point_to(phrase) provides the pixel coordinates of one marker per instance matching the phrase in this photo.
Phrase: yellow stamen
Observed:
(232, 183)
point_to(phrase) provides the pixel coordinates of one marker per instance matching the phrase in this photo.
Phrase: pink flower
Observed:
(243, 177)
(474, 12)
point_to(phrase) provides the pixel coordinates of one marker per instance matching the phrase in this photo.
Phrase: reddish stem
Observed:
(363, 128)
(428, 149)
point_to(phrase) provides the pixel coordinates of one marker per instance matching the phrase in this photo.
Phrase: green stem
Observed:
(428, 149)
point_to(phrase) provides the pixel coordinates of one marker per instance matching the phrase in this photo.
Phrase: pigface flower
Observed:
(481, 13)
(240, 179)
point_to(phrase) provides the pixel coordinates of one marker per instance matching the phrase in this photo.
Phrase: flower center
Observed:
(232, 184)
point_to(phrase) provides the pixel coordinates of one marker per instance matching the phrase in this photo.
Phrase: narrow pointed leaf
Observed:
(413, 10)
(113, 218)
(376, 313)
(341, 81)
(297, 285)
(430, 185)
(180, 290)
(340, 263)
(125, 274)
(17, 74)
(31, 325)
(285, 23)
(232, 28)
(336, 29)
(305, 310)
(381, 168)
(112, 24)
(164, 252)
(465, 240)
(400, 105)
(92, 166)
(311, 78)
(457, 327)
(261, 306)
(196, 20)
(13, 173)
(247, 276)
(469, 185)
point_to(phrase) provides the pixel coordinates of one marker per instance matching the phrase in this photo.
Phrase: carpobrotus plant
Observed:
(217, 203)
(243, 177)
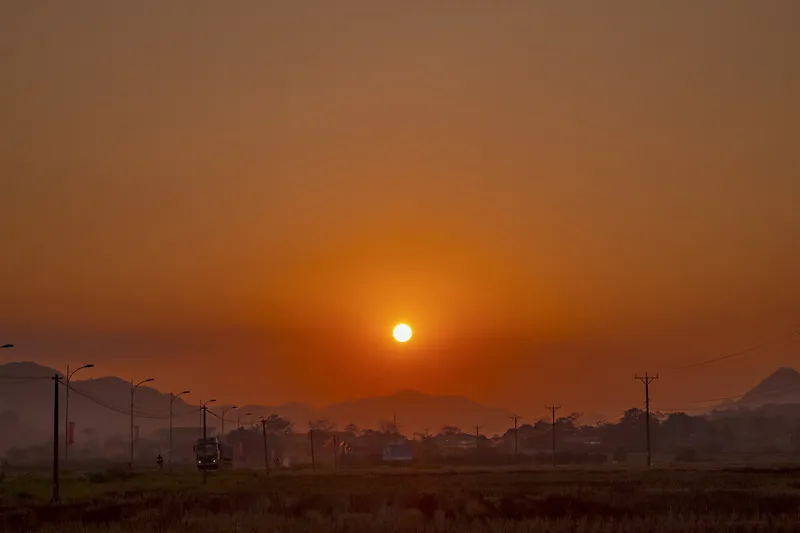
+===+
問題文.
上記の項目のうち、「flower」という語を含む行のみを抽出してください。

本問の解答.
Phrase: pink flower
Phrase: pigface flower
Phrase: flower center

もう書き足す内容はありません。